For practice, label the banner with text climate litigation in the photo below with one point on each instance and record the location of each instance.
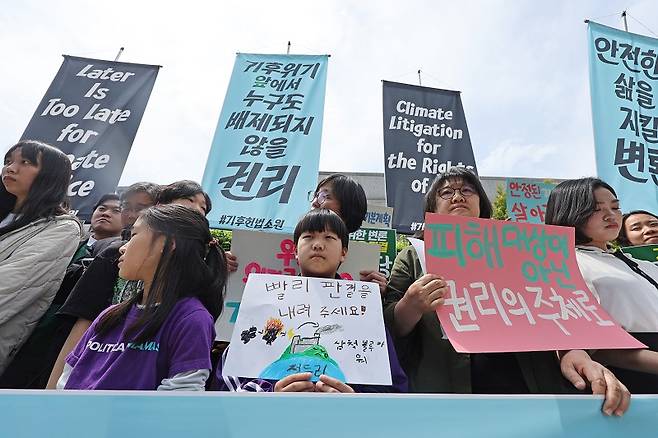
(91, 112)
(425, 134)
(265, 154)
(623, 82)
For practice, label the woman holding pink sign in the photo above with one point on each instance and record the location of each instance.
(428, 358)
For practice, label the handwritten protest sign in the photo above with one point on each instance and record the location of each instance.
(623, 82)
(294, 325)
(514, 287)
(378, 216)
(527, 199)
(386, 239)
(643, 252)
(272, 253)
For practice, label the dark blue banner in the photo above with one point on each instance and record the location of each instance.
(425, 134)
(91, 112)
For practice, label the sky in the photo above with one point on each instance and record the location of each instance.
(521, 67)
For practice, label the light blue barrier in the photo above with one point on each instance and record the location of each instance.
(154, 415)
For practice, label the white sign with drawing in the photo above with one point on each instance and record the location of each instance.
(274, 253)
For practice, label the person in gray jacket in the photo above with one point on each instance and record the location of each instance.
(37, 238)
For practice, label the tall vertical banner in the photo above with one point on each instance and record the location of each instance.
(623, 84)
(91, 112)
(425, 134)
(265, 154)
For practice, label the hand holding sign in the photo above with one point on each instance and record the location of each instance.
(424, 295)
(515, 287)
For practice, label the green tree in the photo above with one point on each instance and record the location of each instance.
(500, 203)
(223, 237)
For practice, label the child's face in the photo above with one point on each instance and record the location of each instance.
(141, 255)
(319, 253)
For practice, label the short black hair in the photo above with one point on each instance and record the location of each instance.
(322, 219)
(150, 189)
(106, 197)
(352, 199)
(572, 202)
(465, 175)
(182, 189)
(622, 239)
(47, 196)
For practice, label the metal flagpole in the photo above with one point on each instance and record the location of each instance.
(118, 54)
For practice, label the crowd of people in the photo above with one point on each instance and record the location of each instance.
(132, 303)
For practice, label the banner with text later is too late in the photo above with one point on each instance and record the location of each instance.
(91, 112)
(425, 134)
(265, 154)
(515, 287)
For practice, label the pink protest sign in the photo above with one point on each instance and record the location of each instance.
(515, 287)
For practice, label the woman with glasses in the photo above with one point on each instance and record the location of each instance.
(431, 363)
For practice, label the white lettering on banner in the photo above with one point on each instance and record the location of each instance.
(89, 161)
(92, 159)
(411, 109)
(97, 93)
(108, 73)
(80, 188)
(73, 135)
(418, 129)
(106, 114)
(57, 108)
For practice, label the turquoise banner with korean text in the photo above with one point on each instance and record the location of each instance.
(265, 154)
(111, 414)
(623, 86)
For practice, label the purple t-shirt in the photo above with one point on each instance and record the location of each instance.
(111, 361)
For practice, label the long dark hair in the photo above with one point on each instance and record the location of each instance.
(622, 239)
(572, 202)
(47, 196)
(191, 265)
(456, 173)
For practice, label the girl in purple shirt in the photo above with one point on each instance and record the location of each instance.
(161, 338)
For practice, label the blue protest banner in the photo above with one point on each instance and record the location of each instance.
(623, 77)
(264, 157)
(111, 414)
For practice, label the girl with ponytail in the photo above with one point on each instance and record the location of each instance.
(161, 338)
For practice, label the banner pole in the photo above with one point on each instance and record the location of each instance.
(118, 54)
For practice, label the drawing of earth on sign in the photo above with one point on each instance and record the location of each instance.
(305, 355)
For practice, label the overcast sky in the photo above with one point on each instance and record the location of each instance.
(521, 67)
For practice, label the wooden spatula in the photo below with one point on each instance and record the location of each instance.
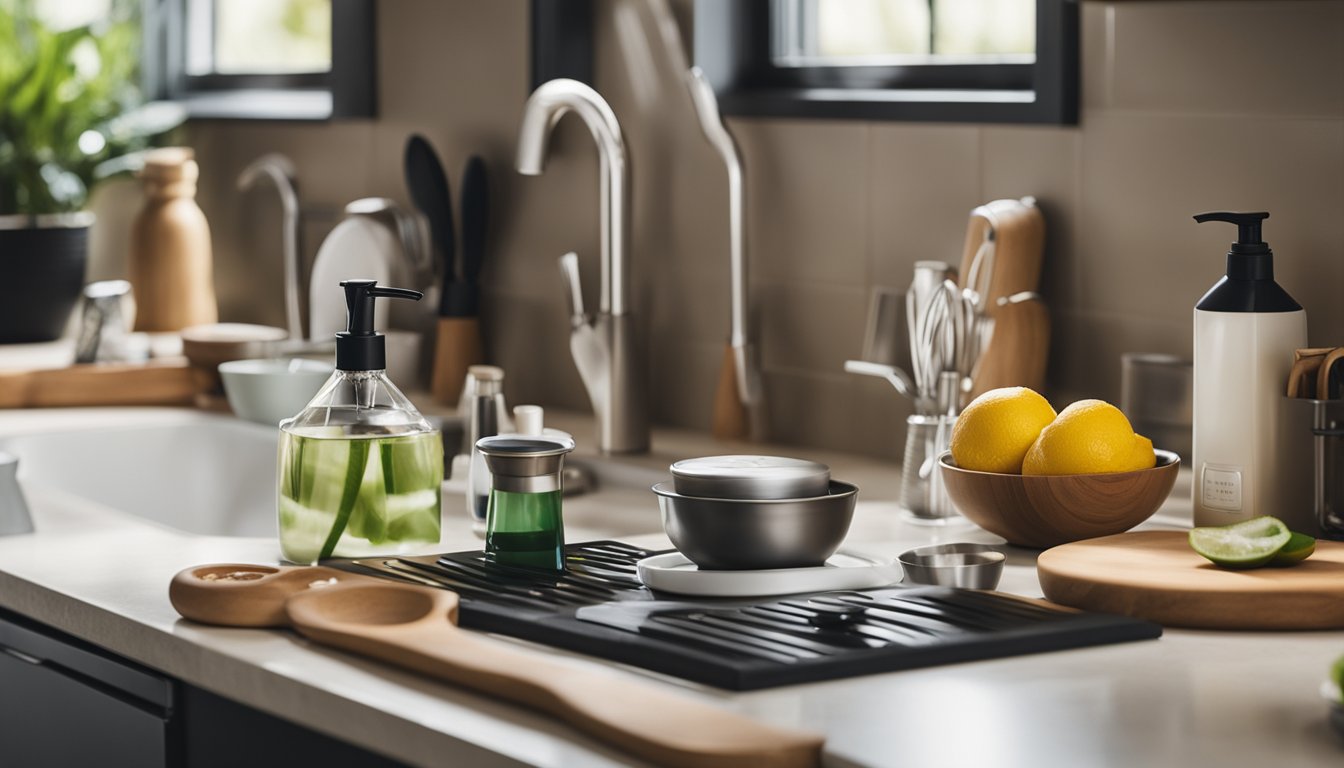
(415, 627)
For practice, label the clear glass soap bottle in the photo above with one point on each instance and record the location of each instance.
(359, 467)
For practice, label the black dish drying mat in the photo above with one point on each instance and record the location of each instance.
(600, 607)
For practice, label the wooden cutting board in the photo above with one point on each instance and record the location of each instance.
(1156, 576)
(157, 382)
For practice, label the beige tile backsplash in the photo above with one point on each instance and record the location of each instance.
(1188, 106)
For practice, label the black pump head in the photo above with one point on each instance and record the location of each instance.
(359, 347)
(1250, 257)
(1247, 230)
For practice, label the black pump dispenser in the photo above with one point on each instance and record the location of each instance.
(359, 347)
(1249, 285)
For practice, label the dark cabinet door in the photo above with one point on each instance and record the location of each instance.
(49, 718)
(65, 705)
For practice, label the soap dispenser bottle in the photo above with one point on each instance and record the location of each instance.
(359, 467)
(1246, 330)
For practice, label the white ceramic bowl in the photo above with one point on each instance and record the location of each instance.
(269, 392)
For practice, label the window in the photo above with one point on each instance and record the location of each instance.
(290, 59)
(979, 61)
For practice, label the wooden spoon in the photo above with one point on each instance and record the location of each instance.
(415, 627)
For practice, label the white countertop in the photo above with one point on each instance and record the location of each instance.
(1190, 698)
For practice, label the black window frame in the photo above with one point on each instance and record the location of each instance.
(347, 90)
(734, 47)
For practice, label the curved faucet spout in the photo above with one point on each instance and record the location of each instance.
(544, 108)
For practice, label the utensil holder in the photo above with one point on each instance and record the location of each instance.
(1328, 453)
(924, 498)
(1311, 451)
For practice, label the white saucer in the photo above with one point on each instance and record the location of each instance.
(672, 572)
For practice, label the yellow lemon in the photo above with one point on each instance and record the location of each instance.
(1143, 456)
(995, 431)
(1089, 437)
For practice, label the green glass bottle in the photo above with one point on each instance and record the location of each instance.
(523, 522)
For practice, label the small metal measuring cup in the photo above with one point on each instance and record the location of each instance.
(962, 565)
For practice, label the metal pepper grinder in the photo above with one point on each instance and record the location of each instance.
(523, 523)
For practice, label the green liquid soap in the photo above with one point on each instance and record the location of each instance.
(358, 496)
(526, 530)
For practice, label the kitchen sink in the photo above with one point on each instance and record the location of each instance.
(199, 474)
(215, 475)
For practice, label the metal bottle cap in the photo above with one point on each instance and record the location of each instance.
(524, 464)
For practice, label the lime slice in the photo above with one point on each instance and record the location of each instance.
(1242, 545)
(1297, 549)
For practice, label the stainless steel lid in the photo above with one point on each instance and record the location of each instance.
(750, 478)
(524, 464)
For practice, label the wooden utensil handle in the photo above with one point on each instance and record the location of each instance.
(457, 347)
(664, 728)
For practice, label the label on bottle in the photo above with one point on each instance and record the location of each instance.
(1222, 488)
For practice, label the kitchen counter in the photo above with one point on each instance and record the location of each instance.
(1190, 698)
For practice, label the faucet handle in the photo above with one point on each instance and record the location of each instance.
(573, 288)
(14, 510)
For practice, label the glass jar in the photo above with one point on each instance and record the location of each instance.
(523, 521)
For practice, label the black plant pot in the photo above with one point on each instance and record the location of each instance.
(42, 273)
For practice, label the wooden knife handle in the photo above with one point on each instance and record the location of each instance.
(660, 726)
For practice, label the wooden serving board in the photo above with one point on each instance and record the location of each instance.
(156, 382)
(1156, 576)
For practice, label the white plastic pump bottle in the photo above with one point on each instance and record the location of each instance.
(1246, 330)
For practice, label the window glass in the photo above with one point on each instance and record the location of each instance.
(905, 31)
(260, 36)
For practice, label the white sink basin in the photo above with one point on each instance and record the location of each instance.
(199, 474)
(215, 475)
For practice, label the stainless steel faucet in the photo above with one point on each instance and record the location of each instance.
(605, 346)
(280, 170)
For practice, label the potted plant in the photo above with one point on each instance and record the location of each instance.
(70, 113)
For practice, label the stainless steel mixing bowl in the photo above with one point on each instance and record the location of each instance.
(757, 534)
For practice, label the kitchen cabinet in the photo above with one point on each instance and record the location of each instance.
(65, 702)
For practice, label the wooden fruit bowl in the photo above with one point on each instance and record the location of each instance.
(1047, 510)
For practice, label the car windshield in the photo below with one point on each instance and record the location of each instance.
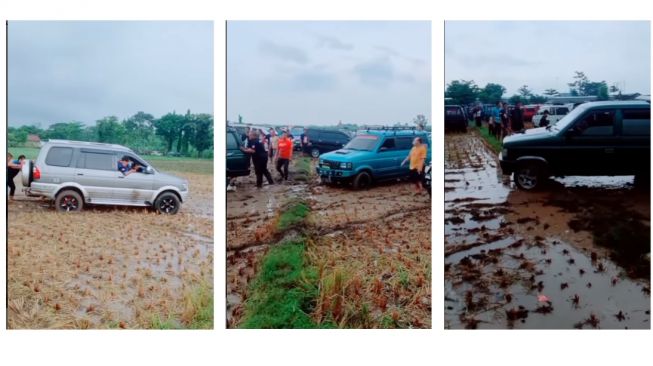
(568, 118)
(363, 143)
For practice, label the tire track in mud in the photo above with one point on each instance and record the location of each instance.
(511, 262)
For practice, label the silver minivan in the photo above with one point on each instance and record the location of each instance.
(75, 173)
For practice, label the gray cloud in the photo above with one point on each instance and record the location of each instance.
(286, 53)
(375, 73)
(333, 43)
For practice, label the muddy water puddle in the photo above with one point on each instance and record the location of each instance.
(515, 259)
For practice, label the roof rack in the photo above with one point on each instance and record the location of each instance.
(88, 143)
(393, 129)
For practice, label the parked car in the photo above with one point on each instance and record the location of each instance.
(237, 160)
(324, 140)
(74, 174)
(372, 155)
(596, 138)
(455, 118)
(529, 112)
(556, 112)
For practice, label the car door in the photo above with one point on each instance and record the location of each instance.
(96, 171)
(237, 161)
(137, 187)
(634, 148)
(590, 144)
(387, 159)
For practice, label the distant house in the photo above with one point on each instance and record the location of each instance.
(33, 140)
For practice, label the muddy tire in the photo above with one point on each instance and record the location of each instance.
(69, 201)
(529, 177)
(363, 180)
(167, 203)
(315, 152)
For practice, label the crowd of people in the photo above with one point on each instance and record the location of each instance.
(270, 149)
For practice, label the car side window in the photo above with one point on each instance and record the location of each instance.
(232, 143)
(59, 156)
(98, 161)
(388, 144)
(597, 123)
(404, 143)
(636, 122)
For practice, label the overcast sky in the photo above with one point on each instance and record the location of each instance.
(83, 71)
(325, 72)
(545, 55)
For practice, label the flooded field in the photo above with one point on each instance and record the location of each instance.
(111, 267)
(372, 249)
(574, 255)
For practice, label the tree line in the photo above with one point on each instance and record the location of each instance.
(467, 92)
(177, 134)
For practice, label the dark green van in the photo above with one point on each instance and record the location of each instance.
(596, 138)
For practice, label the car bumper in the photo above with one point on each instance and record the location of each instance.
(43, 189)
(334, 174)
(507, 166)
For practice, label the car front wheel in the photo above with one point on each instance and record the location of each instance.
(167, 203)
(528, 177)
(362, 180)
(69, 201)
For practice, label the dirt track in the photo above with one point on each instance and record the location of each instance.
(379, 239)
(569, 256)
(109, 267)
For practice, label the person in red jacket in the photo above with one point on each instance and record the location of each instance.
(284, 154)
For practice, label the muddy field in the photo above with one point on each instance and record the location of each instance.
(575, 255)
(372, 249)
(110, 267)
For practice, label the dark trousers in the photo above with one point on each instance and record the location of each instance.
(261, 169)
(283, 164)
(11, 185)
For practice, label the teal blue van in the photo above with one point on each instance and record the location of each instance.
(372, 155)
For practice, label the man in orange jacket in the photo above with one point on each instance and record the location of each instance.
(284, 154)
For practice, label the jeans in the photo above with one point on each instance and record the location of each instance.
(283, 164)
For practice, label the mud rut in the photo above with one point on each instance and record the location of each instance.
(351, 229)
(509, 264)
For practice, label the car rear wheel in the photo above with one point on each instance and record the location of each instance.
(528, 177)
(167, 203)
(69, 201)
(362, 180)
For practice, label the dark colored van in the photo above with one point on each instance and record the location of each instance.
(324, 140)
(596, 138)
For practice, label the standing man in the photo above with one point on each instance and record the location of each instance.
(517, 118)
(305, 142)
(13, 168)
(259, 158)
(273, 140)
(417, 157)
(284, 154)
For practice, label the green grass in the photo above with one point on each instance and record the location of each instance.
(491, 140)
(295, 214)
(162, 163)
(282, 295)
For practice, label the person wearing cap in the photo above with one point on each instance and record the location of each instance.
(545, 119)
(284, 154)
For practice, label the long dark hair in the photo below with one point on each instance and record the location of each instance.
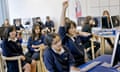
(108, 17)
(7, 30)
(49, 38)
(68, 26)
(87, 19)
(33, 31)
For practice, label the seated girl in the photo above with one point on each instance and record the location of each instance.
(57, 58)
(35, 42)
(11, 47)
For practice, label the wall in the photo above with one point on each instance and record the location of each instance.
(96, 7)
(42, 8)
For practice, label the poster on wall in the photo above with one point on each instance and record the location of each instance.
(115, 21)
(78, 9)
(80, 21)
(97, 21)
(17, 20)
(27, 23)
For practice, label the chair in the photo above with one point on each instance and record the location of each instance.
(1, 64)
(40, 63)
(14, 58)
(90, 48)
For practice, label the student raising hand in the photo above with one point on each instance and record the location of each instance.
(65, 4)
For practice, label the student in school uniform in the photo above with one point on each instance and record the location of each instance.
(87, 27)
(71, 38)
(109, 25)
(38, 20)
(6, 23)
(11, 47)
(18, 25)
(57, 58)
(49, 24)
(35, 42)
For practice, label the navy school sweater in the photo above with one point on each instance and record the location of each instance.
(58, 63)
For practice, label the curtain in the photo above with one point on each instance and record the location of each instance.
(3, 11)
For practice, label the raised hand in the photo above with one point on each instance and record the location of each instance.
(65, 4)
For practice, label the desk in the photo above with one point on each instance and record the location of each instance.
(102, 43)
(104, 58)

■ ■ ■ ■ ■

▶ _Task brief_
Look above for the line containing "For practice, label the poster"; copy from it through the last line, exactly, and nothing more.

▶ _Result_
For practice, label the poster on wall in the photo above with one point on each instance and record the location of each instance.
(115, 21)
(78, 9)
(80, 21)
(97, 21)
(17, 20)
(27, 23)
For practice, label the chair in the photo above with one point on each instance and record the location of each instance.
(1, 64)
(40, 63)
(14, 58)
(90, 48)
For practice, label the student raising hand in the photo above with one point on each instance and record the location of each instance.
(65, 4)
For practice, label the student in school uniform in the photo above with one point on each instance and record the location of each instance.
(87, 27)
(71, 38)
(109, 25)
(38, 20)
(6, 23)
(11, 47)
(18, 25)
(57, 58)
(49, 24)
(35, 42)
For practice, label the navy school sweater in the photo above with one point on each instance and record the location of each instance.
(58, 63)
For practice, label the curtain in the photo above with one point on each instance and record the location of each instance.
(3, 11)
For practice, label the raised hand in the photo above with one point on each instance and record the location of each instance.
(65, 4)
For practice, label the desk in the photo above with one point on each instance and record the location of each instance.
(102, 43)
(104, 58)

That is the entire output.